» DOCUMENT EXTRACT:

^^^^

In [8]:
import json
import pandas as pd
from deepeval.test_case import LLMTestCase
from deepeval.test_case import LLMTestCaseParams
from deepeval.metrics import GEval
from deepeval import assert_test

# Load model outputs — each element is a JSON string
# with open("/Users/zhangran/Desktop/BP@UnitedStates/Code/D2D_Data2Dashboard/exp_result/exp01_d2insight_sys_stimhartnow_result.json", "r") as f:
#     output_sys = json.load(f)

# # Load model outputs — each element is a JSON string
# with open("/Users/zhangran/Desktop/BP@UnitedStates/Code/D2D_Data2Dashboard/exp_result/exp01_d2insight_gpt4o_domain_stimhartnow_result.json", "r") as f:
#     output_gpt4o = json.load(f)

insight_sys = '''1. **Investment Preferences by Gender**: We want to explore if there are differences in investment preferences between genders. A stacked bar chart can effectively show the distribution of investment avenues (Mutual Funds, Equity Market, etc.) by gender. This will help us understand if certain investment types are more popular among males or females.

^^^^

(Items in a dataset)

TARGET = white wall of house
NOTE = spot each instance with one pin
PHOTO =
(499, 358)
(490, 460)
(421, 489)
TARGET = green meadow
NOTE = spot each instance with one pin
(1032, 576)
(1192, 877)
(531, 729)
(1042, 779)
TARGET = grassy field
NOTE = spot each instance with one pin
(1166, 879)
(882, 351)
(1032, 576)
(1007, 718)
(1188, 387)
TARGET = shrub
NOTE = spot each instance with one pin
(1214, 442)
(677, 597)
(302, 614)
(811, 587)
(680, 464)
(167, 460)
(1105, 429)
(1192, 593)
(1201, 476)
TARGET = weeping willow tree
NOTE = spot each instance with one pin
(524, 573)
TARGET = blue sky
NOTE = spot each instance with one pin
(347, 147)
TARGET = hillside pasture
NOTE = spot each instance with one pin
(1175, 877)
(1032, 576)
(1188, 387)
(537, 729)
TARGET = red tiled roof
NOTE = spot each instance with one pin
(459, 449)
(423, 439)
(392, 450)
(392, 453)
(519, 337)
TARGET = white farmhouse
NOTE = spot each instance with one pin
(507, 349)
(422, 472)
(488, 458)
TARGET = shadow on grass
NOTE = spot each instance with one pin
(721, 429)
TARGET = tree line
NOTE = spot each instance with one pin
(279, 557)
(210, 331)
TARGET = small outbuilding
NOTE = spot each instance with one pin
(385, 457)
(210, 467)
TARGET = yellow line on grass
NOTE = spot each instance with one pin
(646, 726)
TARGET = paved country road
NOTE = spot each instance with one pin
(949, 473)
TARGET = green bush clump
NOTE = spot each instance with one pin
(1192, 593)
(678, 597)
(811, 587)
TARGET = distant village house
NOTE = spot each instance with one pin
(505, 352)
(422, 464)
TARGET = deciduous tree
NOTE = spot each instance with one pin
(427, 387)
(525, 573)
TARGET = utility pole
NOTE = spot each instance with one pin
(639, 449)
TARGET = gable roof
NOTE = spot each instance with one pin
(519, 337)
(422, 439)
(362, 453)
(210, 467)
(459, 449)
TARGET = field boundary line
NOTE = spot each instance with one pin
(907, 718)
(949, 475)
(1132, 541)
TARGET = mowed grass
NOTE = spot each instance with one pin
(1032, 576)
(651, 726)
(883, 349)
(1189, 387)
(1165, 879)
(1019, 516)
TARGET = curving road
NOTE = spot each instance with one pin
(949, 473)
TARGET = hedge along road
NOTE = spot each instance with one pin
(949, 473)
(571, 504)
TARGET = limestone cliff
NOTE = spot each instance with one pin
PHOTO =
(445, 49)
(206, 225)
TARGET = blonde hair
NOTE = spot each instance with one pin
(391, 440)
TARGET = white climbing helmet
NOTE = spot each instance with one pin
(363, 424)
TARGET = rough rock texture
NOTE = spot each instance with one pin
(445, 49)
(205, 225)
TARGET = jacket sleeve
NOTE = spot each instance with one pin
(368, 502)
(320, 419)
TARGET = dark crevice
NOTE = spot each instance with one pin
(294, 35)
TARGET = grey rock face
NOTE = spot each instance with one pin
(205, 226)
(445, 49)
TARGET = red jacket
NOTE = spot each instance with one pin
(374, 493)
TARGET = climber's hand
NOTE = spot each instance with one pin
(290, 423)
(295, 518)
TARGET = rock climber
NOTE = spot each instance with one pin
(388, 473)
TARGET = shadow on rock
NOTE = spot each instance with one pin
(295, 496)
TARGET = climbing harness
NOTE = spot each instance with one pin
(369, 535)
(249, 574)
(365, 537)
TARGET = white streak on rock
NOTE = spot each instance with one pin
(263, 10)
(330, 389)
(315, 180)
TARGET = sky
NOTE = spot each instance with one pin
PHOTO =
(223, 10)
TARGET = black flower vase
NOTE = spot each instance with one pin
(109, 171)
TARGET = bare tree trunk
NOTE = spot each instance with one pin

^^^^

According to the code excerpt, why is a stacked bar chart proposed for the first insight about investment preferences? Answer in one to three sentences. Rely only on the code excerpt when working, not on the entries.

» COMPLETED TASK:
A stacked bar chart can effectively show how investment avenues such as Mutual Funds and the Equity Market are distributed by gender. This would help reveal whether certain investment types are more popular among males or females.